Entries provided section start
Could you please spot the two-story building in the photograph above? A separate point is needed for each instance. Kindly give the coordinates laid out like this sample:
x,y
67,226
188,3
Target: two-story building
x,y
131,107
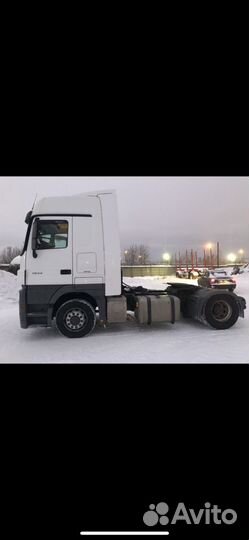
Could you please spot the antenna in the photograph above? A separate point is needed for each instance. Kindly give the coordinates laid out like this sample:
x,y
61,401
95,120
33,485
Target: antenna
x,y
34,201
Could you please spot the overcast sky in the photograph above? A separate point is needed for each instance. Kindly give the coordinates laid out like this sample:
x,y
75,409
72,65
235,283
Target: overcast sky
x,y
166,214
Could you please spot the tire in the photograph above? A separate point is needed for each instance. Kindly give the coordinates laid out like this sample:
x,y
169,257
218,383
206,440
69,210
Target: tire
x,y
221,311
76,318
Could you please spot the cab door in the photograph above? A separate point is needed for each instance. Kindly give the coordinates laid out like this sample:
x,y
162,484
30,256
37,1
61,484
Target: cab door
x,y
49,258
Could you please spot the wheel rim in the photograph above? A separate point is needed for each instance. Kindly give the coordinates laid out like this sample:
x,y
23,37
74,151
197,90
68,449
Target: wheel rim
Entries provided section end
### Required work
The result should be the same data as above, line for line, with the pictures gone.

### Response
Could you please spot the two-story building in the photograph above? A separate point is needed for each instance. Kindly give the coordinates laid out like this sample:
x,y
67,226
188,3
Target: two-story building
x,y
131,107
Could you please spot the antenna in the photograph above? A separate point is needed for each instance. Kindly give the coordinates laid out like this sample:
x,y
61,401
95,120
33,485
Target: antenna
x,y
34,201
Could you please spot the overcast sky in the photograph above? A separate point is needed for each instance. Kindly give the coordinates laid out like this sample:
x,y
75,409
72,65
235,283
Target: overcast sky
x,y
166,214
Could you please spot the tire in the photograph above? A separate point is needed for each instance. Kindly give the coordinates laid out like this sample:
x,y
169,257
218,383
206,440
69,210
Target: tire
x,y
221,311
76,318
Could you please spot the cab door in the photograph above? A separate point is needed for each instance. Kindly give the coordinates laid out like this sample:
x,y
162,484
30,256
37,1
61,484
Target: cab door
x,y
49,258
Could you please spot the wheel rim in the photograph above? A separate point is needed for each instance. Kindly give the coordinates laid out like this sample:
x,y
23,37
74,151
197,90
68,449
Target: wheel rim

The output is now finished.